Artículo
De este modo, a la inmediata conjunción de la literatura con la historia, la sociología y las ciencias políticas, se sumaron las contribuciones de la lingüística, el estructuralismo, los umbrales semióticos y, finalmente, la antropología, para ubicar las lecturas “culturalistas” dentro de las cuales Rama fundaba el lugar preciso del texto literario.

Este enciclopedismo se propone justamente como una interpelación ética de los textos: conocerlos a cabalidad significa advertir la complejidad de su naturaleza, es decir, su programa histórico, social, político, que se encuentra representado o contenido o expresado mediante la lengua. Las posiciones de Rama durante los años que nos ocupan son más complejas, porque su oído presta atención a más voces y trata de organizar el lugar y la intención de esas voces. La ética, dice Georg Gadamer, consiste en ponerse en los zapatos del otro. Entre los críticos que atraviesan el panorama literario aquellos años Rama resulta, en efecto, el más abierto o más inclinado a calzarse los zapatos ajenos. Dice Pablo Sánchez:

Como es sabido, Rama retoma el concepto antropológico de transculturación creado por el cubano Fernando Ortiz para proponer un modelo de plasticidad artística en la que los creadores rescatarían la tradiciones locales mezclándolas con el impulso modernizador y vanguardista, lo que significaría de algún modo una síntesis feliz de los dilemas existenciales de la identidad latinoamericana. Sin duda, Rama intenta justificar un ideal artístico y cultural para oponerlo al consumismo y la mercantilización de los años más crudos de la expansión del sistema, de forma similar a como lo intentaba Retamar con su intelectual calibanesco o Cándido con su superregionalismo.

Dice Sánchez en otro momento: “Especialistas en Rama como Juan Poblete han señalado atinadamente que la apuesta por la transculturación fue una intervención estratégica para corregir algunos privilegios derivados del boom (…)”.

Esta estrategia de Rama, abrir el diálogo entre culturas, pone en duda justamente la idea de que una literatura pueda encontrarse representada por un pequeño grupo de escritores. Para enfrentar justamente este sesgo falsificador o deformador Rama se apoya en el concepto transculturación, en donde la literatura es expresión –sobresaliente– de una cultura: el intercambio cultural se da, por lo tanto, en los textos, es en los textos en donde podemos rastrear los desplazamientos, emplazamientos, citas y movimientos que realiza una cultura, así como sus concepciones y orientaciones de largo alcance, o como diría Braudel, su inconsciente.

[Extractos de un conjunto de datos de anotación de ubicaciones]
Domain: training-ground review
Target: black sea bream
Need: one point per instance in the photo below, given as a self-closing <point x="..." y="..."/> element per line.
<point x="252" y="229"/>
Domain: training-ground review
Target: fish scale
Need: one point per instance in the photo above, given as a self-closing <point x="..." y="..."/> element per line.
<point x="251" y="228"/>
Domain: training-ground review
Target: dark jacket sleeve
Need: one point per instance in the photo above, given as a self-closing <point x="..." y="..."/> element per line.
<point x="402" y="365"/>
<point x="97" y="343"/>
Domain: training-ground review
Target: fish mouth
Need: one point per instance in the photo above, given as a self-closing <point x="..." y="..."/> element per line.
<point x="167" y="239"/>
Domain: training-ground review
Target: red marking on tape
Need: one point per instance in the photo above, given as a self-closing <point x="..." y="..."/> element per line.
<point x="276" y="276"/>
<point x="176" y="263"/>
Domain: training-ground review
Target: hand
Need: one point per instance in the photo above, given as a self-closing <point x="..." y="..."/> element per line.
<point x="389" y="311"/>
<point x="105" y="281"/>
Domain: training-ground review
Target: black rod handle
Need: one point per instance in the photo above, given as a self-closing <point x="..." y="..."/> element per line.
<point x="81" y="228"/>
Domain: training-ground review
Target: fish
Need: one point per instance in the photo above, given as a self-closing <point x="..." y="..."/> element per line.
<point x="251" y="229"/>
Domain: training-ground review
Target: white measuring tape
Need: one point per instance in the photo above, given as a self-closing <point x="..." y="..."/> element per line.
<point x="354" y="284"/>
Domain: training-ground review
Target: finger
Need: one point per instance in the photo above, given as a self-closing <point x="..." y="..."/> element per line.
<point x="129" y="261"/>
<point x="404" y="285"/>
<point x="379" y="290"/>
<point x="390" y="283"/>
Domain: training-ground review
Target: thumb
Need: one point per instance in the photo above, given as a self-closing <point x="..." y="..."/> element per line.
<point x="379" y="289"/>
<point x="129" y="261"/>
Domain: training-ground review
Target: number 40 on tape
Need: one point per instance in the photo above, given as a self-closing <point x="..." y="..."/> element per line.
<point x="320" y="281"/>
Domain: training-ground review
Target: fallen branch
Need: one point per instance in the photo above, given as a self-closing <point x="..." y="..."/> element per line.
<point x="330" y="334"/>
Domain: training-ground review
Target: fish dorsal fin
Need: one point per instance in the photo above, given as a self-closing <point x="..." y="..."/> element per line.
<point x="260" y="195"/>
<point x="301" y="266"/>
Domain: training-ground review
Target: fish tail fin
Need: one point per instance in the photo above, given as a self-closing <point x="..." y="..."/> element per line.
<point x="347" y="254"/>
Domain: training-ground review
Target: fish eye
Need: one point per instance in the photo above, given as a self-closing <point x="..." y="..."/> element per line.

Ejercicio propuesto
Según el artículo sobre la crítica de Rama, ¿quién creó el concepto antropológico de transculturación?

Resultado del ejercicio
El cubano Fernando Ortiz.